**Your goal:** Below are records to print word for word; include none of their pictures.
━━━━━━━━
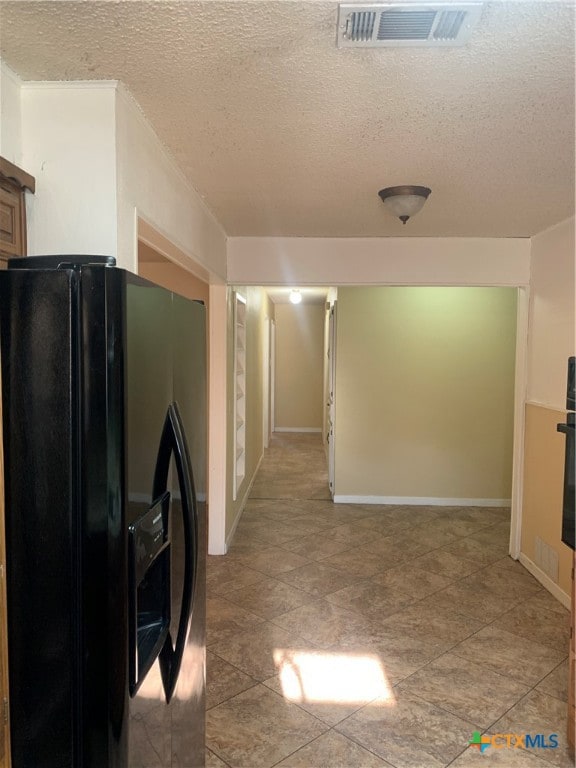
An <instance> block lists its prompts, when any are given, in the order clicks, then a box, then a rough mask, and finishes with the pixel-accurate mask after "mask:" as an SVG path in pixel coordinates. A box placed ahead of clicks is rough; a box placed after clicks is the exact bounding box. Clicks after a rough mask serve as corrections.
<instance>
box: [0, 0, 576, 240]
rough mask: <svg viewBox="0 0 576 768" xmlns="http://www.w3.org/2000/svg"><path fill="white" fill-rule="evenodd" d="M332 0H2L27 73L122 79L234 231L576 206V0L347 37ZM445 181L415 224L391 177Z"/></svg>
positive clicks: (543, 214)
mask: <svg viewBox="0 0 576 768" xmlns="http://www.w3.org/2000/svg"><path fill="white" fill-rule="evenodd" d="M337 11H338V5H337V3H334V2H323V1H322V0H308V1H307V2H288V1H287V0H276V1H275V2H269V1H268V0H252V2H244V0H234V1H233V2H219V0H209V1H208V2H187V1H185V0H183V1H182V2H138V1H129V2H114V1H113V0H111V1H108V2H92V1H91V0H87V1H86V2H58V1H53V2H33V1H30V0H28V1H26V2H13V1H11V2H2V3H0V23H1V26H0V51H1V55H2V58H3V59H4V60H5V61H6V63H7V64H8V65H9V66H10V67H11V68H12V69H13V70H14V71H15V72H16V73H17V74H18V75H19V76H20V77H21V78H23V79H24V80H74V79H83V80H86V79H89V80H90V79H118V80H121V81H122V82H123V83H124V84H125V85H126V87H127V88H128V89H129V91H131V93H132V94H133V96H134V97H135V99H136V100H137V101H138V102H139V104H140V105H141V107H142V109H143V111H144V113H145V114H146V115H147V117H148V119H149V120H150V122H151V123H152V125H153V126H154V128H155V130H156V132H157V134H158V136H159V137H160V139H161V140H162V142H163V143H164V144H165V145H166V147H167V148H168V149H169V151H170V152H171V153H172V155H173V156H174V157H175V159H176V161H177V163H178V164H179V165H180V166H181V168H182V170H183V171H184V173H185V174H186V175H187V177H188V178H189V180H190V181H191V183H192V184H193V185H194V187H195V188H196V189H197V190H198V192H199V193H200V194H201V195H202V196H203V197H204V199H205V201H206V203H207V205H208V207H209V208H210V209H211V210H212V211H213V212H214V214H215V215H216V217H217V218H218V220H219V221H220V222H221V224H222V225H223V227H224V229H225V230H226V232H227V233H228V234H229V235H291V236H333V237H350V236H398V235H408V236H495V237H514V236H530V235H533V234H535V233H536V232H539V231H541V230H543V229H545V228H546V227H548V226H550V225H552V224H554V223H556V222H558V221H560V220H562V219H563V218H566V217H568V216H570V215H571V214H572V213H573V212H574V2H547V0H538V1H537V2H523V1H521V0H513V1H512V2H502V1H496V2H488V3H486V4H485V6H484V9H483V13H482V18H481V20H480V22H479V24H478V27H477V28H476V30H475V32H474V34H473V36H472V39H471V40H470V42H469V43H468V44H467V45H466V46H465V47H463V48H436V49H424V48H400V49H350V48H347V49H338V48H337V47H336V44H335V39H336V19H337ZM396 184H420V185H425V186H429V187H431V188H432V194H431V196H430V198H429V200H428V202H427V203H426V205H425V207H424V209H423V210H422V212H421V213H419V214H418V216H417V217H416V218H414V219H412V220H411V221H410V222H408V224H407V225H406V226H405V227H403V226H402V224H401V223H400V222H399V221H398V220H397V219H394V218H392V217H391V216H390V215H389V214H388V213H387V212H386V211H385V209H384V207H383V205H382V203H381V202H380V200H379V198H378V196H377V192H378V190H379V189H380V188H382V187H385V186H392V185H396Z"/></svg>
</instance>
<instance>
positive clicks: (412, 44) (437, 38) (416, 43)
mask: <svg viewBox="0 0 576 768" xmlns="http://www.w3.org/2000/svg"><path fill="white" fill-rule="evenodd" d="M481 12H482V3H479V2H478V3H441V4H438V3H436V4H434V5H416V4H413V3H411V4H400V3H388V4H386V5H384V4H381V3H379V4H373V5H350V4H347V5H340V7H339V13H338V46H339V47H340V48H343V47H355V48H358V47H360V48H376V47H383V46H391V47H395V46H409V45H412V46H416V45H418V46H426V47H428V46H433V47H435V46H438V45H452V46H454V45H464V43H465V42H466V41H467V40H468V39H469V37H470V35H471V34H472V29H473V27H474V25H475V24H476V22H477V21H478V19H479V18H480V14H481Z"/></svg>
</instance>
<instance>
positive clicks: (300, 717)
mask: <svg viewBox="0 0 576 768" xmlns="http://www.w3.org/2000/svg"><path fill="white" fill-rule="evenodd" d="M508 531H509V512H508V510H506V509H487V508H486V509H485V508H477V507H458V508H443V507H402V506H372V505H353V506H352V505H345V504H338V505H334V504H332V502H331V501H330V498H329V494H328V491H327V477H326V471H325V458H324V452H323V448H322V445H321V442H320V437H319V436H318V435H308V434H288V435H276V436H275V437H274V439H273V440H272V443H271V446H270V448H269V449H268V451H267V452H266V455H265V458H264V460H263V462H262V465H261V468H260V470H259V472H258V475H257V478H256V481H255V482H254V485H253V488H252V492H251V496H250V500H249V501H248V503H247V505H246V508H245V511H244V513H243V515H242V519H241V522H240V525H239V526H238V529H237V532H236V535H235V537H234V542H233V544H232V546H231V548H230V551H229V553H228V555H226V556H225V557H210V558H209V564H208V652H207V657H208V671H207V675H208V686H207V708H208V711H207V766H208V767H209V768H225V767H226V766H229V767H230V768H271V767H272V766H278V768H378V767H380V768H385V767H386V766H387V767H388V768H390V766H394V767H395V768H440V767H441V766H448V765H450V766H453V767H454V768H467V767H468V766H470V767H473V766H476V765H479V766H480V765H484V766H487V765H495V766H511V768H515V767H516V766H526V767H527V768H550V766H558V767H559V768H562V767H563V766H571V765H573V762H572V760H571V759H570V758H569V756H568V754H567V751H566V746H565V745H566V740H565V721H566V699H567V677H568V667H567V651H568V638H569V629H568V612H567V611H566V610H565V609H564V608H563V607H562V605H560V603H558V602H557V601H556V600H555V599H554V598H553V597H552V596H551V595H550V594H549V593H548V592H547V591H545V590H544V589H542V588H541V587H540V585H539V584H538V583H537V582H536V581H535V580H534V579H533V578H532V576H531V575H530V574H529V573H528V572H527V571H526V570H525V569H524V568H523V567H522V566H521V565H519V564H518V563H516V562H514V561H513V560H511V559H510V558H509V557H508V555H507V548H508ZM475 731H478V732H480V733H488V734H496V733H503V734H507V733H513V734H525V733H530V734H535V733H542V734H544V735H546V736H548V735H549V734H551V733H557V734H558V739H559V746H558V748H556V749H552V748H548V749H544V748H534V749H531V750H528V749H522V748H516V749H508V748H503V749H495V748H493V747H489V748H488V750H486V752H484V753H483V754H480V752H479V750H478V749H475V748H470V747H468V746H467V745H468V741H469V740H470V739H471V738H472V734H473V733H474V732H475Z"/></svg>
━━━━━━━━
**Expected answer:**
An <instance> block lists its prompts, when any are given, in the order clicks, then a box, then a rough mask, and finishes with the pixel-accurate mask after "mask:" as an SVG path in pixel coordinates. A box placed ahead of clicks is rough; a box placed after clicks is the exact bounding box. Clicks after a rough mask serve as corrections.
<instance>
box: [0, 0, 576, 240]
rough mask: <svg viewBox="0 0 576 768" xmlns="http://www.w3.org/2000/svg"><path fill="white" fill-rule="evenodd" d="M332 0H2L27 73L122 79L234 231L576 206V0L347 37ZM445 181L415 224L391 177Z"/></svg>
positive clicks: (543, 214)
mask: <svg viewBox="0 0 576 768" xmlns="http://www.w3.org/2000/svg"><path fill="white" fill-rule="evenodd" d="M337 11H338V5H337V3H334V2H323V1H322V0H308V1H307V2H288V1H287V0H276V1H275V2H269V1H268V0H252V2H244V0H234V1H233V2H219V0H209V1H208V2H187V1H185V0H183V1H182V2H138V1H129V2H114V1H113V0H111V1H108V2H92V1H91V0H87V1H86V2H58V1H53V2H33V1H30V0H28V1H26V2H13V1H11V2H2V3H0V23H1V26H0V51H1V55H2V58H3V59H4V60H5V61H6V63H7V64H8V65H9V66H10V67H11V68H12V69H13V70H14V71H15V72H16V73H17V74H18V75H19V76H20V77H21V78H23V79H24V80H74V79H83V80H86V79H89V80H90V79H118V80H121V81H122V82H123V83H124V84H125V85H126V87H127V88H128V89H129V91H131V93H132V94H133V96H134V97H135V99H136V100H137V101H138V102H139V104H140V105H141V107H142V109H143V111H144V113H145V114H146V115H147V117H148V119H149V120H150V122H151V123H152V125H153V126H154V128H155V130H156V132H157V134H158V136H159V137H160V139H161V140H162V142H163V143H164V144H165V145H166V147H167V148H168V149H169V151H170V152H171V153H172V155H173V156H174V157H175V159H176V161H177V163H178V164H179V165H180V166H181V168H182V170H183V171H184V173H185V174H186V175H187V177H188V178H189V180H190V181H191V183H192V184H193V185H194V187H195V188H196V189H197V190H198V192H199V193H200V194H201V195H202V196H203V197H204V199H205V201H206V203H207V205H208V207H209V208H210V209H211V210H212V211H213V212H214V214H215V215H216V217H217V218H218V220H219V221H220V222H221V224H222V225H223V227H224V229H225V230H226V232H227V233H228V234H229V235H291V236H333V237H350V236H398V235H408V236H495V237H514V236H530V235H533V234H535V233H536V232H539V231H541V230H543V229H545V228H546V227H548V226H550V225H552V224H554V223H556V222H558V221H560V220H562V219H563V218H566V217H568V216H570V215H571V214H572V213H573V212H574V2H547V0H538V1H537V2H523V1H521V0H513V1H512V2H502V1H496V2H488V3H486V4H485V6H484V9H483V13H482V18H481V20H480V22H479V24H478V27H477V28H476V30H475V32H474V34H473V36H472V39H471V40H470V42H469V43H468V44H467V45H466V46H465V47H463V48H436V49H424V48H400V49H350V48H347V49H338V48H337V47H336V44H335V39H336V19H337ZM396 184H420V185H425V186H429V187H431V188H432V194H431V196H430V198H429V200H428V202H427V203H426V205H425V207H424V209H423V210H422V212H421V213H419V214H418V216H417V217H416V218H414V219H412V220H411V221H410V222H408V224H407V225H406V226H405V227H403V226H402V224H401V223H400V222H399V221H398V220H397V219H394V218H392V217H391V216H390V215H389V214H388V213H387V212H386V211H385V209H384V207H383V205H382V203H381V202H380V200H379V198H378V196H377V192H378V190H379V189H380V188H382V187H385V186H392V185H396Z"/></svg>
</instance>
<instance>
positive clicks: (412, 44) (437, 38) (416, 43)
mask: <svg viewBox="0 0 576 768" xmlns="http://www.w3.org/2000/svg"><path fill="white" fill-rule="evenodd" d="M481 12H482V3H479V2H478V3H441V4H438V3H436V4H434V5H416V4H413V3H411V4H400V3H388V4H386V5H384V4H381V3H379V4H373V5H350V4H347V5H340V7H339V13H338V46H339V47H340V48H343V47H355V48H358V47H360V48H376V47H383V46H391V47H395V46H409V45H412V46H416V45H418V46H426V47H428V46H433V47H435V46H438V45H452V46H454V45H464V43H465V42H466V41H467V40H468V39H469V37H470V35H471V34H472V29H473V27H474V25H475V24H476V22H477V21H478V19H479V18H480V14H481Z"/></svg>
</instance>
<instance>
positive clicks: (300, 717)
mask: <svg viewBox="0 0 576 768" xmlns="http://www.w3.org/2000/svg"><path fill="white" fill-rule="evenodd" d="M508 531H509V512H508V510H506V509H487V508H486V509H485V508H477V507H458V508H443V507H402V506H372V505H353V506H352V505H345V504H338V505H334V504H332V502H331V501H330V498H329V494H328V491H327V477H326V471H325V458H324V452H323V448H322V445H321V442H320V437H319V436H318V435H308V434H288V435H276V436H275V437H274V439H273V440H272V443H271V446H270V448H269V449H268V451H267V452H266V455H265V458H264V460H263V462H262V465H261V468H260V470H259V472H258V475H257V478H256V481H255V482H254V485H253V488H252V492H251V496H250V500H249V501H248V503H247V505H246V508H245V511H244V513H243V515H242V519H241V522H240V525H239V526H238V529H237V532H236V535H235V537H234V542H233V544H232V546H231V548H230V551H229V553H228V555H226V556H225V557H210V558H209V564H208V652H207V657H208V671H207V675H208V686H207V708H208V711H207V766H208V767H209V768H225V767H226V766H229V767H230V768H271V767H272V766H278V768H378V767H380V768H385V767H386V766H387V767H388V768H390V766H394V767H395V768H440V767H441V766H448V765H450V766H453V767H454V768H467V767H468V766H470V767H473V766H476V765H479V766H480V765H484V766H487V765H495V766H511V768H515V767H516V766H526V767H527V768H550V766H558V767H559V768H562V767H563V766H571V765H573V762H572V760H571V759H570V758H569V756H568V754H567V751H566V746H565V745H566V740H565V721H566V699H567V677H568V667H567V651H568V638H569V629H568V612H567V611H566V610H565V609H564V608H563V607H562V605H560V603H558V602H557V601H556V600H555V599H554V598H553V597H552V596H551V595H550V594H549V593H548V592H547V591H545V590H544V589H542V588H541V587H540V585H539V584H538V583H537V582H536V581H535V580H534V579H533V578H532V576H531V575H530V574H529V573H528V572H527V571H526V570H525V569H524V568H523V567H522V566H521V565H519V564H518V563H516V562H514V561H513V560H511V559H510V558H509V557H508V555H507V548H508ZM475 731H478V732H480V733H488V734H496V733H503V734H507V733H513V734H525V733H530V734H535V733H542V734H544V735H546V736H548V735H549V734H551V733H557V734H558V739H559V746H558V748H556V749H552V748H548V749H544V748H534V749H531V750H528V749H522V748H516V749H508V748H503V749H495V748H493V747H489V748H488V750H486V752H484V753H483V754H480V752H479V750H478V749H475V748H470V747H468V746H467V745H468V741H469V740H470V739H471V738H472V734H473V733H474V732H475Z"/></svg>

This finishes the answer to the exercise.